After this revelation of the Divine Presence, Nehemiah’s second ground of encouragement is of minor interest, it can be but one link in the chain of providential leading. Yet for a man who had not reached his lofty point of view, it would have filled the whole horizon. The king had given permission to the Jews to rebuild the walls, and he had allowed Nehemiah to visit Jerusalem for the very purpose of carrying out the work. This king, Artaxerxes, whose firman had stopped the earlier attempt and even sanctioned the devastating raid of the enemies of the Jews, was now proving himself the friend and champion of Jerusalem! Here was cheering news!

REQUIRED WORK
Answer from the passage on Nehemiah's encouragement:
1. What is the king's name?
2. What did the king permit the Jews to do?
3. What had the king's firman done to the earlier attempt?

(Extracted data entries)
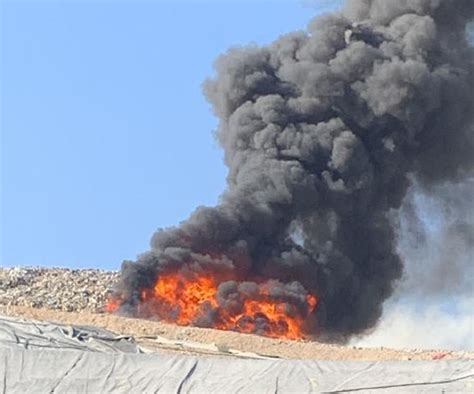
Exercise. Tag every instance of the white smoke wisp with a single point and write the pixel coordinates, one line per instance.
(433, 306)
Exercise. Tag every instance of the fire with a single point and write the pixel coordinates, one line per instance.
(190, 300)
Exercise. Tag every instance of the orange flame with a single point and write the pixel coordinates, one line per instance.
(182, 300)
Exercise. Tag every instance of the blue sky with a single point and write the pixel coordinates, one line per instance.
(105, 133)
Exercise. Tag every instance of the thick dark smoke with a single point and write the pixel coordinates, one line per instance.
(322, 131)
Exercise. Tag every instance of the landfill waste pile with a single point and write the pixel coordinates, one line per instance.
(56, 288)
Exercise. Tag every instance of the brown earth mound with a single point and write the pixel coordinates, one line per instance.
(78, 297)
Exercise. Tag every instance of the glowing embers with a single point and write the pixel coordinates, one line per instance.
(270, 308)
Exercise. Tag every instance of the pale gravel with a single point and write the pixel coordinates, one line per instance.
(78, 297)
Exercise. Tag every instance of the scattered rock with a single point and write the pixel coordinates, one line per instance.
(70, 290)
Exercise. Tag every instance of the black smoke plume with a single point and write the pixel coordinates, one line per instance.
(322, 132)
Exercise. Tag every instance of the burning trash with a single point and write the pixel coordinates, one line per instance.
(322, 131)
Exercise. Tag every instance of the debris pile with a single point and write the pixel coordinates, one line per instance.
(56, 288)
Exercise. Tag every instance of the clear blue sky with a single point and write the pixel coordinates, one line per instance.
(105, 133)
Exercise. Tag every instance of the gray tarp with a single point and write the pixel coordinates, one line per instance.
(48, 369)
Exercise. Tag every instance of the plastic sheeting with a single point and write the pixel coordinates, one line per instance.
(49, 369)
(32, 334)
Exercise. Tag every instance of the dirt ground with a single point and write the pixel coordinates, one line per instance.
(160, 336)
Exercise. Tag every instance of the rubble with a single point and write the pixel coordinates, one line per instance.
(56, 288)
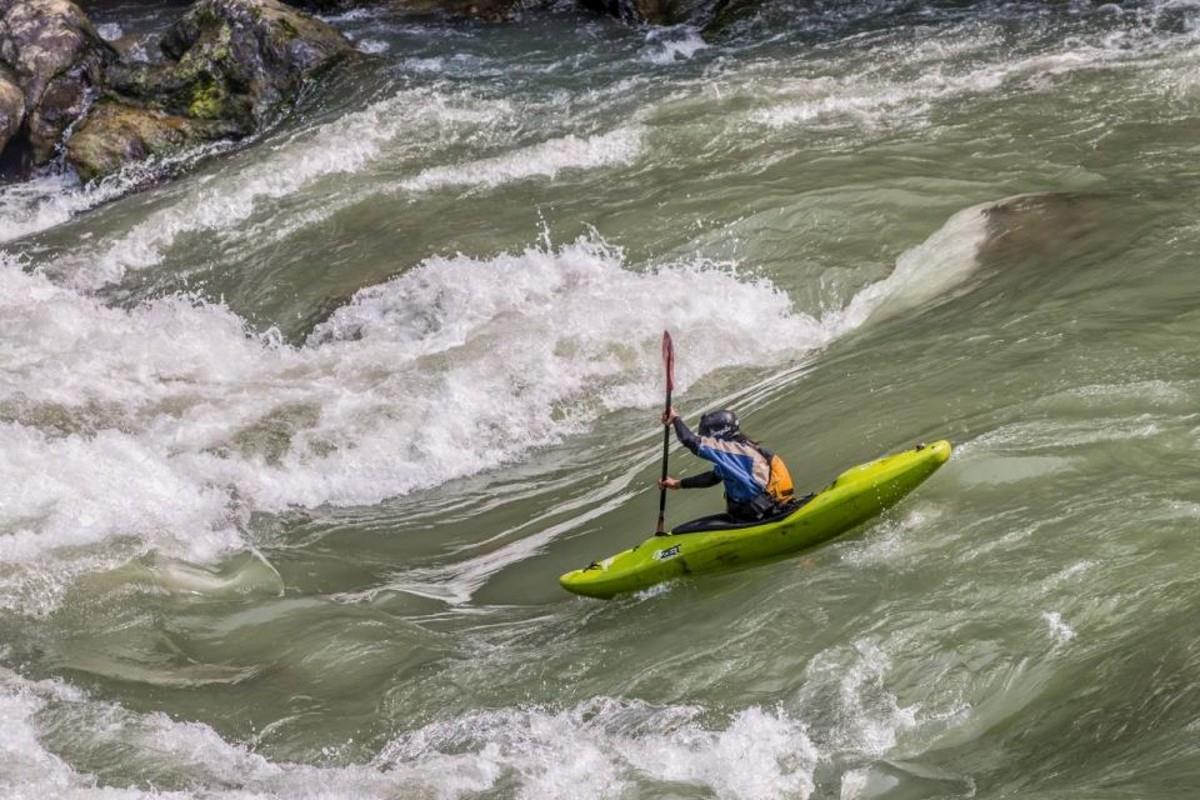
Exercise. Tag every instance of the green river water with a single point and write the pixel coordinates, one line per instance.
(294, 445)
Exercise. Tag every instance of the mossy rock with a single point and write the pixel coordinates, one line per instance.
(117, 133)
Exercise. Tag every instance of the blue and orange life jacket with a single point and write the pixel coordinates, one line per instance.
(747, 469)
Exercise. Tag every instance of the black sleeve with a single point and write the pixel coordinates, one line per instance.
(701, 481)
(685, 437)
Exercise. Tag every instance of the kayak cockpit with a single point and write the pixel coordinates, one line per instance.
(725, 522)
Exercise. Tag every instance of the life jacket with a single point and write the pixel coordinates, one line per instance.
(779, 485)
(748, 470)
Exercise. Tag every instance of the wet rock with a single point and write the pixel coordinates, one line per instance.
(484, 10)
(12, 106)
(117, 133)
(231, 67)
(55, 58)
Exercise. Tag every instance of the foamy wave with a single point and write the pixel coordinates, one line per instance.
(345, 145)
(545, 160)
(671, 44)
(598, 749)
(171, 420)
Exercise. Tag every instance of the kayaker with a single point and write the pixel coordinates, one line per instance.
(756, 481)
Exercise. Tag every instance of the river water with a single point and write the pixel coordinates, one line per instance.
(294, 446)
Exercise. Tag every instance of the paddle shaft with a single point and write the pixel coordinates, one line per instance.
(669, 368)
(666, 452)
---
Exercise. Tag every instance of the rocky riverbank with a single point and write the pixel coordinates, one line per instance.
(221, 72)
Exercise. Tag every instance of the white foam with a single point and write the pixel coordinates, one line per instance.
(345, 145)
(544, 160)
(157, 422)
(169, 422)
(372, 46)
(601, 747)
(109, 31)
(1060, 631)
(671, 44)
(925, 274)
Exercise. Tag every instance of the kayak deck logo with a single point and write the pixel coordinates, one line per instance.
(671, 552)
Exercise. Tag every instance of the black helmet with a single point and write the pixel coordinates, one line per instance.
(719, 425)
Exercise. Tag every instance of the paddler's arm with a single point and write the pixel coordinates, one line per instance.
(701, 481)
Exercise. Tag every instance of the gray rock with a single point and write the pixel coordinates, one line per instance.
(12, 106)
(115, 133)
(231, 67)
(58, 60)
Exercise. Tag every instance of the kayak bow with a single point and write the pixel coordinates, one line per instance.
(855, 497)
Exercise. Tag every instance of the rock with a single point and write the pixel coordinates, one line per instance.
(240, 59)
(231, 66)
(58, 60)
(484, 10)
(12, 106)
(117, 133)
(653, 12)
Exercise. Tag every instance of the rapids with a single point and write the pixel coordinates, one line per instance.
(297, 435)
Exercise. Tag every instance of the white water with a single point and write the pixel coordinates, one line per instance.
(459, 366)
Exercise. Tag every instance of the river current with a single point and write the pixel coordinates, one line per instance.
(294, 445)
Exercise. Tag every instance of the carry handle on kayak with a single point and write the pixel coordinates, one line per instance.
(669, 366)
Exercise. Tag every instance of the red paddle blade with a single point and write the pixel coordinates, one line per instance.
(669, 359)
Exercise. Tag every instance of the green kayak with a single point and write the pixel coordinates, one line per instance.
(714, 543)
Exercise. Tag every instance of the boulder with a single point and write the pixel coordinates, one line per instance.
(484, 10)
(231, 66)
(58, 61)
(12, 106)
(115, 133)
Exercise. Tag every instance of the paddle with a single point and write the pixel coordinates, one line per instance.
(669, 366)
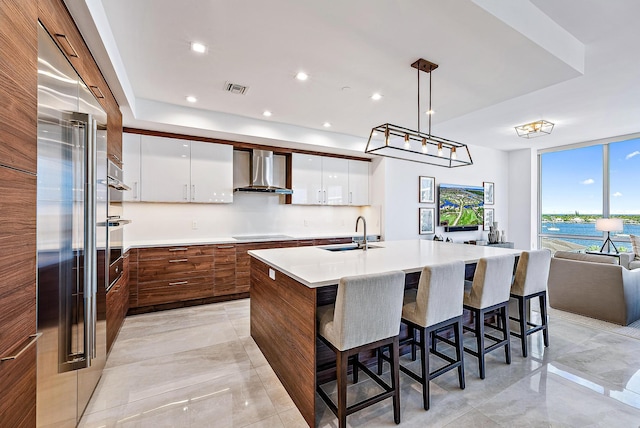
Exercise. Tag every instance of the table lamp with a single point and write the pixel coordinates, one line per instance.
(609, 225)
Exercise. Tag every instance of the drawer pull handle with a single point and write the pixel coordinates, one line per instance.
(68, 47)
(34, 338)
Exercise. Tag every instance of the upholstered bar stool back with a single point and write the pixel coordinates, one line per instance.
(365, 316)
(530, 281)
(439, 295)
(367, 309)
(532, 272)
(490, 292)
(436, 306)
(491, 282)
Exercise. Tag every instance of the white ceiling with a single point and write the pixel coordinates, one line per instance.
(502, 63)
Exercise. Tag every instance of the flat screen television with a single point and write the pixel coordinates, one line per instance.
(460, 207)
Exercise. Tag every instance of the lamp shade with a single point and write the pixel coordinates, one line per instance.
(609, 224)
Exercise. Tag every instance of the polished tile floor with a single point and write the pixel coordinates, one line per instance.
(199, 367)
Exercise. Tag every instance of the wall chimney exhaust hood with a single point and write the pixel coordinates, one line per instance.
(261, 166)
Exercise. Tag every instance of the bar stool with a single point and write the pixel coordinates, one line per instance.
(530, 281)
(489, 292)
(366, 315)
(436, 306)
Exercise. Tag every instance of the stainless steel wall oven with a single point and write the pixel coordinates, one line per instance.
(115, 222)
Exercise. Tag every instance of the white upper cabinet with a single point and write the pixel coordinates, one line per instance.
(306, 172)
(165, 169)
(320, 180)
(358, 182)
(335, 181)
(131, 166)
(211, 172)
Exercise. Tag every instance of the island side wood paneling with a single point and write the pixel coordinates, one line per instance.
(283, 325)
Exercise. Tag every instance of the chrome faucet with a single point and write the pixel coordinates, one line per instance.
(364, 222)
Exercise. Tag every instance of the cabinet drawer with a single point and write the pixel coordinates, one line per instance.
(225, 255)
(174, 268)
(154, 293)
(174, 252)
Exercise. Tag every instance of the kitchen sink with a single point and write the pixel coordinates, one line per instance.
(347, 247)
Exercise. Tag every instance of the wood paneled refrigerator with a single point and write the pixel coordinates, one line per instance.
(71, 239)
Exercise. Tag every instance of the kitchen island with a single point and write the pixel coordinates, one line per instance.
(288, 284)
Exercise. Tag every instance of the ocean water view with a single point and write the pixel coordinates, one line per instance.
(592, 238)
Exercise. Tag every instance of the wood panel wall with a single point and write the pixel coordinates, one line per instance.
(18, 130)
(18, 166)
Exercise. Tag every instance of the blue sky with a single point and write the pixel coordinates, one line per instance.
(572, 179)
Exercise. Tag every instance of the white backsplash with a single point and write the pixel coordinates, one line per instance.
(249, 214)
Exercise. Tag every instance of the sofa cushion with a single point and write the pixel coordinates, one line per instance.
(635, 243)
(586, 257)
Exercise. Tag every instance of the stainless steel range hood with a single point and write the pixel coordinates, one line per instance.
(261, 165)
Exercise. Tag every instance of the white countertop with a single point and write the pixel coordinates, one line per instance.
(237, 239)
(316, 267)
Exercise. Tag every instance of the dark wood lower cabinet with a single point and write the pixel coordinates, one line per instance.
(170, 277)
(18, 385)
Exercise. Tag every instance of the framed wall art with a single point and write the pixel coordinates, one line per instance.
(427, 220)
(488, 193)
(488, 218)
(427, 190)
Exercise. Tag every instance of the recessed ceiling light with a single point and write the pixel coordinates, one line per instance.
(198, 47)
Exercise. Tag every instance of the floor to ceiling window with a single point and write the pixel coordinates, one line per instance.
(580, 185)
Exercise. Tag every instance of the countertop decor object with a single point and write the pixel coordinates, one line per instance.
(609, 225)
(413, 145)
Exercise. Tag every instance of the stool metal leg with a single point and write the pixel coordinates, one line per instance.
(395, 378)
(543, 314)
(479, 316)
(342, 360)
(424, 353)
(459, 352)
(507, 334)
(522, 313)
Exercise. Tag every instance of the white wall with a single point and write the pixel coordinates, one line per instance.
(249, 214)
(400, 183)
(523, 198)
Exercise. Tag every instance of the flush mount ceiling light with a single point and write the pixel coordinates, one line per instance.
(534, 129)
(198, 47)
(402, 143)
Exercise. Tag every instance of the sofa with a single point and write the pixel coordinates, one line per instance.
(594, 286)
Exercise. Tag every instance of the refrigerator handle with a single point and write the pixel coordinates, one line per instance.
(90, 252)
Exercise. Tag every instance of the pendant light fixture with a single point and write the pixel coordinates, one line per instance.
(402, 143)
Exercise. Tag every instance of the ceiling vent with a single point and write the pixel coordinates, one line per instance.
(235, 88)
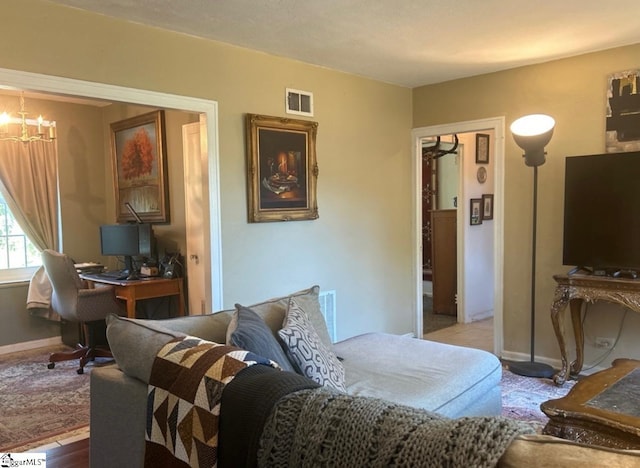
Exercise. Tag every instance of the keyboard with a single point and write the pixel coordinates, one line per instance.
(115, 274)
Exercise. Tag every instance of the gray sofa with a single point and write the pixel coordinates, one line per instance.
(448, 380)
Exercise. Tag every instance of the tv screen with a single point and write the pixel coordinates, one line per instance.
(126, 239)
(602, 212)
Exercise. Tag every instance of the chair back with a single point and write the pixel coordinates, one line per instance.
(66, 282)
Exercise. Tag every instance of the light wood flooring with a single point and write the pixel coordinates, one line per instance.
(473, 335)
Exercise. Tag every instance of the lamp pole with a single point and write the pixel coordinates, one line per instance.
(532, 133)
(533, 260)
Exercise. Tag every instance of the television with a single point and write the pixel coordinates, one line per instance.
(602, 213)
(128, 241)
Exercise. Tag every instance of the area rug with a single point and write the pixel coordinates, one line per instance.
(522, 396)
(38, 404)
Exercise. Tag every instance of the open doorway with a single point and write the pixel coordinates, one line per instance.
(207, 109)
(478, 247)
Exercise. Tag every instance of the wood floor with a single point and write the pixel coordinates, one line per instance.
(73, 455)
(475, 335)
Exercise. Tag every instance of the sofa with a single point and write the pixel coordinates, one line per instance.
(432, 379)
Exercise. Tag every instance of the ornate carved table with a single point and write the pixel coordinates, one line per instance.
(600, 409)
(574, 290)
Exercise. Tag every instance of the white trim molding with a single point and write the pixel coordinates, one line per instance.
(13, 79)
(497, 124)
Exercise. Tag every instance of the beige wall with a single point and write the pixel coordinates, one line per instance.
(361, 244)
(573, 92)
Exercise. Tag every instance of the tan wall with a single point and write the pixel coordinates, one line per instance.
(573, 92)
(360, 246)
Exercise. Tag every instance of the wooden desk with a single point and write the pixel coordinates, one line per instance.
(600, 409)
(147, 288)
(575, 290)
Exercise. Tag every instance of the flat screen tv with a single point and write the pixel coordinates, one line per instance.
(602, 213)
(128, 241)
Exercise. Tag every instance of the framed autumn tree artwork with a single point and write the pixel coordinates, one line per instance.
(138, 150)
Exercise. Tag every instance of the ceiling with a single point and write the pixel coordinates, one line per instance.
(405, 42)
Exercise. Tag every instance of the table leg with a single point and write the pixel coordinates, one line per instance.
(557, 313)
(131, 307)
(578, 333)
--
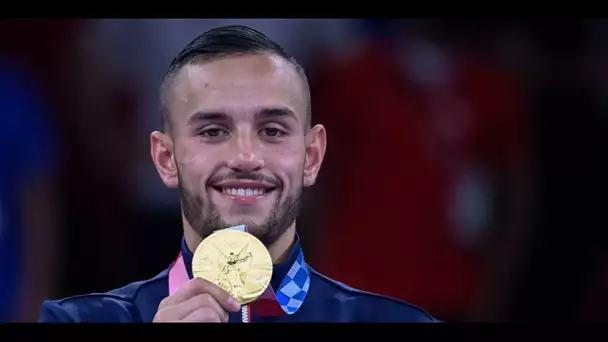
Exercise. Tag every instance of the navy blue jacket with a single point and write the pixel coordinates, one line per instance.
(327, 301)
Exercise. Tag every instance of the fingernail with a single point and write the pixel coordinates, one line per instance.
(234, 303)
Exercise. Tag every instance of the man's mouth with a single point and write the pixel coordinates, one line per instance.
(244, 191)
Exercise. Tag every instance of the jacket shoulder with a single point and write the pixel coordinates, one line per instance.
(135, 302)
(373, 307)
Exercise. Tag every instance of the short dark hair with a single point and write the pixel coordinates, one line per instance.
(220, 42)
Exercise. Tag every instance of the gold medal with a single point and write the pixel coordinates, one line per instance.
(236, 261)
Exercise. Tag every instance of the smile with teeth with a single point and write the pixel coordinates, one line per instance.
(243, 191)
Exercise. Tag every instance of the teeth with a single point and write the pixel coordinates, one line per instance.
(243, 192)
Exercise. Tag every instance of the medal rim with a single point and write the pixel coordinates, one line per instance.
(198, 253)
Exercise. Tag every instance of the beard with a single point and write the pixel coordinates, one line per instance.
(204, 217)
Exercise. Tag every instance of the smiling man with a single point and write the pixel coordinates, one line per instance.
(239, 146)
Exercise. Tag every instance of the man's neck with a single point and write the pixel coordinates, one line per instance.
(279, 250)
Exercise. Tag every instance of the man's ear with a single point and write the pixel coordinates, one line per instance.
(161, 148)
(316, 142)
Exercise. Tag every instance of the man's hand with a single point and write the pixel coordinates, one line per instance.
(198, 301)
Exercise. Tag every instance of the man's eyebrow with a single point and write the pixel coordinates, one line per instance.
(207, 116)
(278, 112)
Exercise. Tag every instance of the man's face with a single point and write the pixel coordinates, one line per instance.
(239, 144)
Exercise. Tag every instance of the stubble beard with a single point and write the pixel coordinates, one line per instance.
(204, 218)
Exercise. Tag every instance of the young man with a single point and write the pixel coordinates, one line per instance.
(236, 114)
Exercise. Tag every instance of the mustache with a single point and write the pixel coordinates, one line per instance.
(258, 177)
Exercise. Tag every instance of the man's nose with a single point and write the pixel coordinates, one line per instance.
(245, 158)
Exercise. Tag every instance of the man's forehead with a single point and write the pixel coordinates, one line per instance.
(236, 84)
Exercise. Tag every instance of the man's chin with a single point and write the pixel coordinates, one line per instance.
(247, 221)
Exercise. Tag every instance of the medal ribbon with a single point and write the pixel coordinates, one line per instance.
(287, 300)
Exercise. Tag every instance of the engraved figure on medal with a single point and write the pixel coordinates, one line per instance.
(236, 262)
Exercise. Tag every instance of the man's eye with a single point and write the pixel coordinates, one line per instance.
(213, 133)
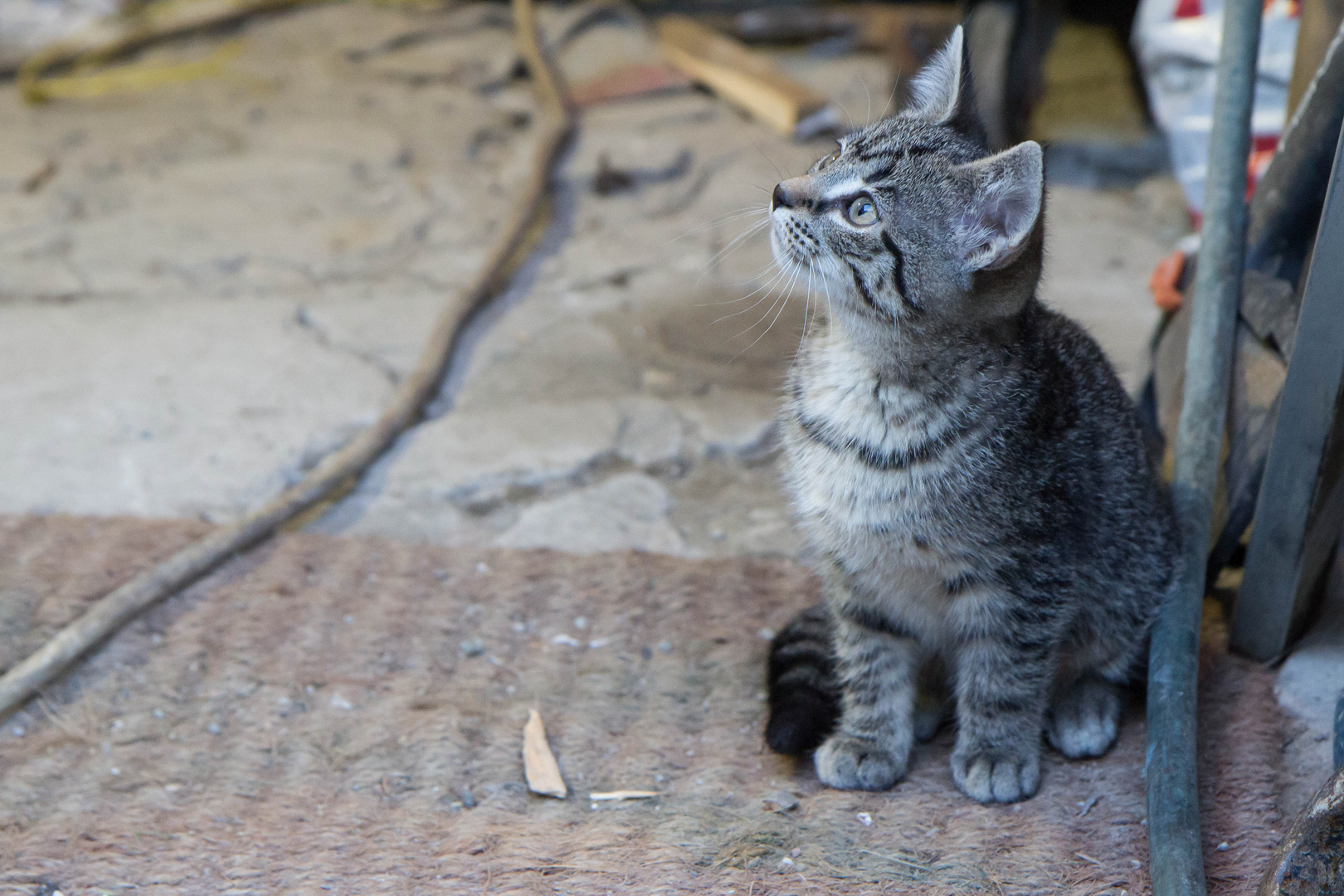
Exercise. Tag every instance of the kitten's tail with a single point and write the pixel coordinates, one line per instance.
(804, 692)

ANSWER SPACE
1. Artaxerxes.
2. Rebuild the walls.
3. Stopped it.